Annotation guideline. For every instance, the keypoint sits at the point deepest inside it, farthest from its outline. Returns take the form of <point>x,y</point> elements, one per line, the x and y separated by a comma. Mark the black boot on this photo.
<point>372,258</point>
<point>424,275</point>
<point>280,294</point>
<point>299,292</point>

---

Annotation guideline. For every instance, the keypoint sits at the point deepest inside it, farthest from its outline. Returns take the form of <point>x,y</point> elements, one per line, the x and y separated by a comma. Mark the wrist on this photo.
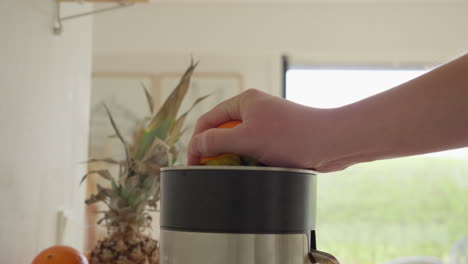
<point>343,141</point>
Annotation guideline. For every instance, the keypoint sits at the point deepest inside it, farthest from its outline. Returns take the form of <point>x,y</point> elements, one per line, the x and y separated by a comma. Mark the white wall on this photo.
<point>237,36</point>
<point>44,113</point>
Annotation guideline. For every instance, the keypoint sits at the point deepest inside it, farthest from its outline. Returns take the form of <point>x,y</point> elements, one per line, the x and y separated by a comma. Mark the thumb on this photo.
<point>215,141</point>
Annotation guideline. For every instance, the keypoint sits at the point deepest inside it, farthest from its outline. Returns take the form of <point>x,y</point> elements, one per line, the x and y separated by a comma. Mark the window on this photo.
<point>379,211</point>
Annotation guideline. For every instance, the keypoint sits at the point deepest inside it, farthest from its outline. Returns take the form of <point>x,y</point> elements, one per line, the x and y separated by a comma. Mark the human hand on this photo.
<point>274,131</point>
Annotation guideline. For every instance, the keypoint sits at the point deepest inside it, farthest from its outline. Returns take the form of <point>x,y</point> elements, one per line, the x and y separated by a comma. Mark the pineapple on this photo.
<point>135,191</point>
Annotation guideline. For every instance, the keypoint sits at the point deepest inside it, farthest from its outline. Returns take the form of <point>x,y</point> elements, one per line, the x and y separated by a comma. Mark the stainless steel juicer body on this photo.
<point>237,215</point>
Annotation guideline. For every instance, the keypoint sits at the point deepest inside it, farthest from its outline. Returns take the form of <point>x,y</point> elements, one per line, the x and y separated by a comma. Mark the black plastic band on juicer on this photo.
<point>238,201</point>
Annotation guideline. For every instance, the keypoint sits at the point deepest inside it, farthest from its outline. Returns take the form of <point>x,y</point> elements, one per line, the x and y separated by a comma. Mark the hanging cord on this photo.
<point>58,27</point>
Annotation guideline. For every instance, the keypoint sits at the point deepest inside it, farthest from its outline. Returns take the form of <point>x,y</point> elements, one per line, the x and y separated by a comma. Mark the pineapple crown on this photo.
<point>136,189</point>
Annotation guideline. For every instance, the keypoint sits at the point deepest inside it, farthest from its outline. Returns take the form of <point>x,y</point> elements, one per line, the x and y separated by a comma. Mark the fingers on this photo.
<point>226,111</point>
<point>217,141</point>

==

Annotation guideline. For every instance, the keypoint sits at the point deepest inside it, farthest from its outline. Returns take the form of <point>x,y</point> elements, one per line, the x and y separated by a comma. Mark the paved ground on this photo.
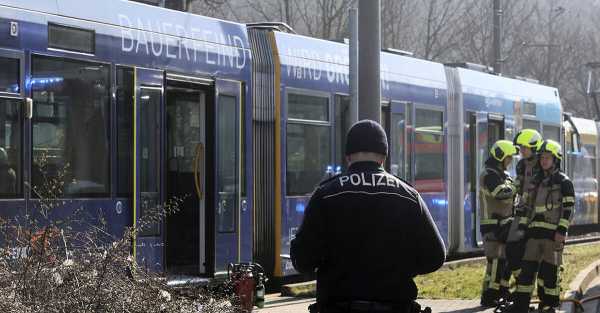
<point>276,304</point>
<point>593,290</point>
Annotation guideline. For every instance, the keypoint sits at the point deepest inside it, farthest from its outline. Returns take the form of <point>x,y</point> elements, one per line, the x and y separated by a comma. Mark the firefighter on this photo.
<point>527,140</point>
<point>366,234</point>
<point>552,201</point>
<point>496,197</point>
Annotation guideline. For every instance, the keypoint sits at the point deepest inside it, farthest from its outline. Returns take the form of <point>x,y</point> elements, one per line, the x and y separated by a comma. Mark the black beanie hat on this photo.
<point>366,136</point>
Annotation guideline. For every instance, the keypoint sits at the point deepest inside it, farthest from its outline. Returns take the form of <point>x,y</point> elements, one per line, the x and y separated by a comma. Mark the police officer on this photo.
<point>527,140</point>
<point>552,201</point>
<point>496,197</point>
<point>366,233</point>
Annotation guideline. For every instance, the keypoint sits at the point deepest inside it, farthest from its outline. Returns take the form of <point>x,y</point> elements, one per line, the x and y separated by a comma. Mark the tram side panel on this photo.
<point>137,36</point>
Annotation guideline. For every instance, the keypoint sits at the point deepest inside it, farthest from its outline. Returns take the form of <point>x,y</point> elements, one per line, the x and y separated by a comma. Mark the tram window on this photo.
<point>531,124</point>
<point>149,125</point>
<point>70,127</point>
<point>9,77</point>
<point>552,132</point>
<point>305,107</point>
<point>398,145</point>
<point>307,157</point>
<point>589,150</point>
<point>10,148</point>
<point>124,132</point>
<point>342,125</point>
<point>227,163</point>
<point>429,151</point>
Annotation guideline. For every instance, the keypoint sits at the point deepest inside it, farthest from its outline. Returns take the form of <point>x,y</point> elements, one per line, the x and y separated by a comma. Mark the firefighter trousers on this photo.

■ **ABOUT THIS TASK**
Could you repeat exactly the lines in the listing above from the one with "tram window on this photo." down to the one with "trousers on this photo."? Include both of those lines.

■ **SOLUTION TO THIS PROBLEM**
Annotation guideline. For every instance, the keypoint sits at the point deepest inside it, farthest from its outline. Returns take the form of <point>x,y</point> elements, one per line, the x and y separated by a comma. Mark the tram window on this photo.
<point>531,124</point>
<point>149,125</point>
<point>70,127</point>
<point>9,77</point>
<point>552,132</point>
<point>305,107</point>
<point>398,145</point>
<point>307,157</point>
<point>589,150</point>
<point>10,148</point>
<point>124,132</point>
<point>342,125</point>
<point>227,163</point>
<point>429,151</point>
Annotation guideline. For every instance, the keypoint sits at the point deepest inside it, farthest from its outline. Returns take the form of <point>x,y</point> elements, one per line, the x and y separated by a comma. Mark the firefighter trousers on this photo.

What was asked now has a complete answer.